Texto de leitura ▸
....

Da consulta dos autos resulta que, no âmbito da execução interposta, após pesquisas efectuadas pelo Agente de Execução, não foram apurados quaisquer bens imóveis penhoráveis nem saldos bancários nas contas da Recorrida.
Aquilo que está retratado na matéria de facto é que a Requerente nada recebeu da Requerida para pagamento da quantia exequenda, permanecendo em dívida, naqueles autos, a quantia de € 21.625,07 (vinte e um mil e seiscentos e vinte e cinco euros e sete cêntimos), acrescida de juros de mora até ao integral pagamento.
Perscrutada a matéria de facto nada se encontram elementos adicionais relativamente ao activo da requerida e a requerida admitiu, na oposição apresentada[26], que não dispunha de qualquer património para além do penhorado no âmbito do processo executivo.
Foram penhorados bens móveis, de valor diminuto, existentes na sede da requerida, relativamente aos quais foram deduzidos embargos de terceiro pela sociedade “(…), Lda.”, que era uma sociedade que foi participada pela Autora.
Ademais, no ano de 2019, a Requerida era detentora de uma quota no valor de € 12.500,00 (doze mil e quinhentos euros) na empresa “Assunto (…), Lda.”, actualmente designada por “(…), Lda.”, que, repete-se, corresponde à sociedade que deduziu os ditos embargos de terceiro.
Por fim, no dia 19 de Janeiro de 2023 – três dias antes do vencimento da factura emitida pela Requerente – a Requerida cedeu a respectiva quota à empresa “(…) Fruits, SA”.
Apesar de não estar integrada na matéria de facto, resulta da lista pública de execuções que correram termos outros processos executivos, que foram declarados extintos por insuficiência de bens e que o passivo da devedora que ascende, pelo menos, a € 1.946.986,64 – conforme resulta da soma dos débitos indicados relativamente aos 5 maiores credores.
No ponto 11 da oposição apresentada, a Recorrida afirmava ser titular de créditos penhoráveis no valor global superior a € 3.500.000,00, mas tal não ficou demonstrado nem está incluída na factualidade assente qualquer facto relacionado com o activo da requerida, a existência de créditos sobre terceiros ou algum ponto relevante relacionado com o exercício da actividade desenvolvida e com a capacidade de gerar receitas tendentes a garantir o pagamento do seu passivo.
Escreveu-se recentemente que «os critérios de determinação da situação de insolvência estão precipitados no artigo 3.º do CIRE e são o da impossibilidade de cumprimento das obrigações e, numa segunda linha, de vocação particular para um determinado conjunto específico de sujeitos, o do passivo superior ao activo. Surgindo num terceiro patamar avaliativo a insolvência iminente»[27].

....

Listagem extraída ▸
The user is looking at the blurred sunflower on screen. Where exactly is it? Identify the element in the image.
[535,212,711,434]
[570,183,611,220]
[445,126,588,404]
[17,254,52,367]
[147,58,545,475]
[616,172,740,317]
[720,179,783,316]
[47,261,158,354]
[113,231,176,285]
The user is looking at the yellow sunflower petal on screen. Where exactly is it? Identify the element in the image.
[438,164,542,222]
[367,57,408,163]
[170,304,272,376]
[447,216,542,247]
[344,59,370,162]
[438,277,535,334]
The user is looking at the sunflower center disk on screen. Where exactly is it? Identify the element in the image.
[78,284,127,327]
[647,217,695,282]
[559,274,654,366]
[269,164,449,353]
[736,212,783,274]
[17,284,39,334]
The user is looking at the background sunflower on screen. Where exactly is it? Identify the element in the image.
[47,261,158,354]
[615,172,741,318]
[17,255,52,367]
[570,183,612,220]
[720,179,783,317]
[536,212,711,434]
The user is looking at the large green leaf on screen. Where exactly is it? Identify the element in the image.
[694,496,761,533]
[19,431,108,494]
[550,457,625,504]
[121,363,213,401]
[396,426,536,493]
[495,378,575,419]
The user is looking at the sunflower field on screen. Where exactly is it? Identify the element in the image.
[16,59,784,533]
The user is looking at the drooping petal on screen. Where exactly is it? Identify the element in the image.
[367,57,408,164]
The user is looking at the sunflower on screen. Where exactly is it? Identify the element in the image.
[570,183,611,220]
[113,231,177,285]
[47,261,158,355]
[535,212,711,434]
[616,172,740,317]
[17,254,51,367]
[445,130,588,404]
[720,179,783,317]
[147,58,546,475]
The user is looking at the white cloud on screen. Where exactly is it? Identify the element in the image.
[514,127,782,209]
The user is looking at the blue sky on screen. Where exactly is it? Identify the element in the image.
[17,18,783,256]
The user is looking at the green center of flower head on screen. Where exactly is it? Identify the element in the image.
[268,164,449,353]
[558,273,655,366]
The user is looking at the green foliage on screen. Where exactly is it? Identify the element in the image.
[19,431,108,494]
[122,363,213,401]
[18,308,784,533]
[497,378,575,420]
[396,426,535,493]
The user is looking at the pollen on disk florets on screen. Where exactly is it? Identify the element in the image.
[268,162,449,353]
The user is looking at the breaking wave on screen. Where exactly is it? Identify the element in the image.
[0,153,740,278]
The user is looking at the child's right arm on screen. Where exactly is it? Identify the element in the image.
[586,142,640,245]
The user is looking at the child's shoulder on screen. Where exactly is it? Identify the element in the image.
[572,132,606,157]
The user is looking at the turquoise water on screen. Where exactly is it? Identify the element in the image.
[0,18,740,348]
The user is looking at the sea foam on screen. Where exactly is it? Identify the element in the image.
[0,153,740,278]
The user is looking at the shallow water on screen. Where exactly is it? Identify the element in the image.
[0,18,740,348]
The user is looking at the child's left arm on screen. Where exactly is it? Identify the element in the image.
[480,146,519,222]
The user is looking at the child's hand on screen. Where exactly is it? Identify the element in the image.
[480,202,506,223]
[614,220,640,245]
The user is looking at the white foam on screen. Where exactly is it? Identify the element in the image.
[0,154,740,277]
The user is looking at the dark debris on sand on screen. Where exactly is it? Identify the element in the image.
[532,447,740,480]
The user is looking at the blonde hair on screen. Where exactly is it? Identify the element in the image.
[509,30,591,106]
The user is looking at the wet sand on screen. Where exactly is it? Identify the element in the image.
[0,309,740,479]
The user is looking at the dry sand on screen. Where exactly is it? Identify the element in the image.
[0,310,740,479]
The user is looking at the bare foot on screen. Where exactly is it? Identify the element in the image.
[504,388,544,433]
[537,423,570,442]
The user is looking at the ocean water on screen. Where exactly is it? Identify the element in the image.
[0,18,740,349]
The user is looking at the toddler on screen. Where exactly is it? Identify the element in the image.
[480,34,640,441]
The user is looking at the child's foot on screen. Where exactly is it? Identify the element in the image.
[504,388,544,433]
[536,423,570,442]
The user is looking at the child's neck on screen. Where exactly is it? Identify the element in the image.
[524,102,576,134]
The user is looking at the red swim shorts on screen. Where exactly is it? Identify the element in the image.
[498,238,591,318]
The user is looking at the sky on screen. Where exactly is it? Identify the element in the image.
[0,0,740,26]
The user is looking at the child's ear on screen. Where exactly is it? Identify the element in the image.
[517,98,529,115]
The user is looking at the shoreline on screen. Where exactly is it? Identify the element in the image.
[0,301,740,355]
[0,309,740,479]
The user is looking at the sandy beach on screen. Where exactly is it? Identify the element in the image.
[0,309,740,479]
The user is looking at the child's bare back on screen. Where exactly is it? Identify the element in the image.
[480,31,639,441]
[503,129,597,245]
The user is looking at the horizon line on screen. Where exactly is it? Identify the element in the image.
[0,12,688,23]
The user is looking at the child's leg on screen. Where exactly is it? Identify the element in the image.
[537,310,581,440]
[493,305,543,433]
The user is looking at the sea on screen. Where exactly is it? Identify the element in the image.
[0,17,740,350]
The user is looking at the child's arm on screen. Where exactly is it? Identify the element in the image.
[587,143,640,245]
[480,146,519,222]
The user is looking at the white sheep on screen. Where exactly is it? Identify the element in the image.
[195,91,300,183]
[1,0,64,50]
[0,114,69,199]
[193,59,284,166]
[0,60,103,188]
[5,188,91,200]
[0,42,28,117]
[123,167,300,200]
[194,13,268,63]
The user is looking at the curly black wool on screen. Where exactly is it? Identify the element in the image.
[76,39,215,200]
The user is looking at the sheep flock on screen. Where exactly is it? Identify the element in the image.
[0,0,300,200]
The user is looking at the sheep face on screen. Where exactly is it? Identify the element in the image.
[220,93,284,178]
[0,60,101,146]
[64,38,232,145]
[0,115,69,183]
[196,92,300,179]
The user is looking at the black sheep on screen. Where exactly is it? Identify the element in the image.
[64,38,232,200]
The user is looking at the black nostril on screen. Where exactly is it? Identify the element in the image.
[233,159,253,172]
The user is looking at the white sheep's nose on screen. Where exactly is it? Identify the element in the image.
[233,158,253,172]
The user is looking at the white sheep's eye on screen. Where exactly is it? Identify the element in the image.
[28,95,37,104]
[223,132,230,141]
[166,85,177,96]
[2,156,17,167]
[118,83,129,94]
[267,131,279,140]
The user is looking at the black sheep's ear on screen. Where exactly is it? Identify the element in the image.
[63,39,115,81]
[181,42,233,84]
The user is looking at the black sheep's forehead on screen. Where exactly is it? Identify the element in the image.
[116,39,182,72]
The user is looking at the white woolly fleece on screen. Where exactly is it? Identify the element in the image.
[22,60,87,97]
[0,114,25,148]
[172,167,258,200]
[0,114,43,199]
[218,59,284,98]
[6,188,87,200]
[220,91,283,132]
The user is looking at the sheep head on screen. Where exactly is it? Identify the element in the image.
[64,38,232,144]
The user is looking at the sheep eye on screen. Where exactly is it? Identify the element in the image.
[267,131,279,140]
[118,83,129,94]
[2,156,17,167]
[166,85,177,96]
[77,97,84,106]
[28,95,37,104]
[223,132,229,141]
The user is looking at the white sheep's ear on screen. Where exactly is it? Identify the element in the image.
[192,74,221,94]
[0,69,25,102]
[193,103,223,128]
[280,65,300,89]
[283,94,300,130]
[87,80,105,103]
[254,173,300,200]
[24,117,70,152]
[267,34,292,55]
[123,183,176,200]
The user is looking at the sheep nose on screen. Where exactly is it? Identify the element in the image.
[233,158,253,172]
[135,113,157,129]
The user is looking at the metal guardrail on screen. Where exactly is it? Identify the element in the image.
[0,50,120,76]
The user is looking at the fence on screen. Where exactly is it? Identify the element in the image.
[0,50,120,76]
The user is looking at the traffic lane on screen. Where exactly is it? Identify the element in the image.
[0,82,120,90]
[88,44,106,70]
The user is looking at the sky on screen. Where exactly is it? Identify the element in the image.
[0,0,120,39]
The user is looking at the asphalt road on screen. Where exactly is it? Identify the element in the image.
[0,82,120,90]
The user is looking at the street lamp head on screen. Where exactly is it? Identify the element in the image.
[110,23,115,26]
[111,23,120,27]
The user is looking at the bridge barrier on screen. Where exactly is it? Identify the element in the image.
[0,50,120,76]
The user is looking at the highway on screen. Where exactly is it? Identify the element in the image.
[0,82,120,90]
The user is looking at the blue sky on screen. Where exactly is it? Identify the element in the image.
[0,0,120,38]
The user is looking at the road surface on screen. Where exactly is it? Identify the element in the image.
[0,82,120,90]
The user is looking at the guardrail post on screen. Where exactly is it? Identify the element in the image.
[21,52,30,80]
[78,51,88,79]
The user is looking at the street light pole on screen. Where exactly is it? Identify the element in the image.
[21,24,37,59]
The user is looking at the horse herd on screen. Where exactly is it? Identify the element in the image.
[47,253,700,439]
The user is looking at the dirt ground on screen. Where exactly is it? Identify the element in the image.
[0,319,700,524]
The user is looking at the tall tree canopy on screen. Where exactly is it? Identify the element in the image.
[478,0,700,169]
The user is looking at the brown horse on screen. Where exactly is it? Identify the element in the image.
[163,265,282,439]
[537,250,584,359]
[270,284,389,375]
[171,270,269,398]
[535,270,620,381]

....

Tarefas a resolver ▸
a – No texto sobre a insolvência da Requerida, reescreva o trecho que vai de "Apesar de não" até "5 maiores credores.", trocando "insuficiência de bens" por "falta de bens".
b – De acordo com o texto de leitura, em que dia a Requerida cedeu a sua quota à empresa “(…) Fruits, SA”?
c – Por favor, prossiga o texto sobre a insolvência da Requerida a partir do ponto em que termina.

Respostas por tarefa ▸
a –
Apesar de não estar integrada na matéria de facto, resulta da lista pública de execuções que correram termos outros processos executivos, que foram declarados extintos por falta de bens e que o passivo da devedora que ascende, pelo menos, a € 1.946.986,64 – conforme resulta da soma dos débitos indicados relativamente aos 5 maiores credores.

b – A 19 de Janeiro de 2023.

c –
Nesse texto ainda é dito que «a lápis grosso, a avaliação dessa incapacidade de cumprimento pode ser realizada através do critério do fluxo de caixa (cash flow) e do balanço ou activo patrimonial (balance sheet ou asset), sendo que o ordenamento jurídico português manifesta preferência pelo primeiro, reservando o segundo para as situações subsidiárias abrangidas pelo n.º 2 do artigo 3.º do CIRE»[28].
E lida a matéria de facto nada se encontra quanto ao balanço ou activo patrimonial existe, tal como já acima se evidenciou.
Prosseguindo, «quanto à demonstração da insolvência, no domínio processual, basta a prova imediata de que o devedor não consegue cumprir uma ou mais obrigações vencidas e que, face à sua situação financeira e patrimonial, se possa inferir, através de presunções judiciais, que este não tem a possibilidade de cumprir as restantes.
É ao credor que requeira a declaração de insolvência do devedor que incumbe alegar e provar algum ou alguns dos factos-índice enumerados no n.º 1 do artigo 20.º, cuja verificação faz presumir a situação de insolvência, tal como a caracteriza o artigo 3.º do CIRE.
A verificação de qualquer deles permite presumir a situação de insolvência do devedor, mas este pode sempre ilidir esta presunção, provando que, não obstante a ocorrência de um ou mais factos do tipo enunciado, a situação de insolvência não se verifica.
Cabe então ao devedor provar a sua solvência, baseando-se na escrituração legalmente obrigatória, se for o caso, devidamente organizada e arrumada, sem prejuízo do disposto no n.º 3 do artigo 3.º, tal como proclama o n.º 4 do artigo 30.º do CIRE, se o proponente não for o devedor.
Efectivamente, o devedor pode comprovar que os bens e direitos incorporados no seu património são suficientes para garantir a liquidação das suas dívidas no momento do respectivo vencimento.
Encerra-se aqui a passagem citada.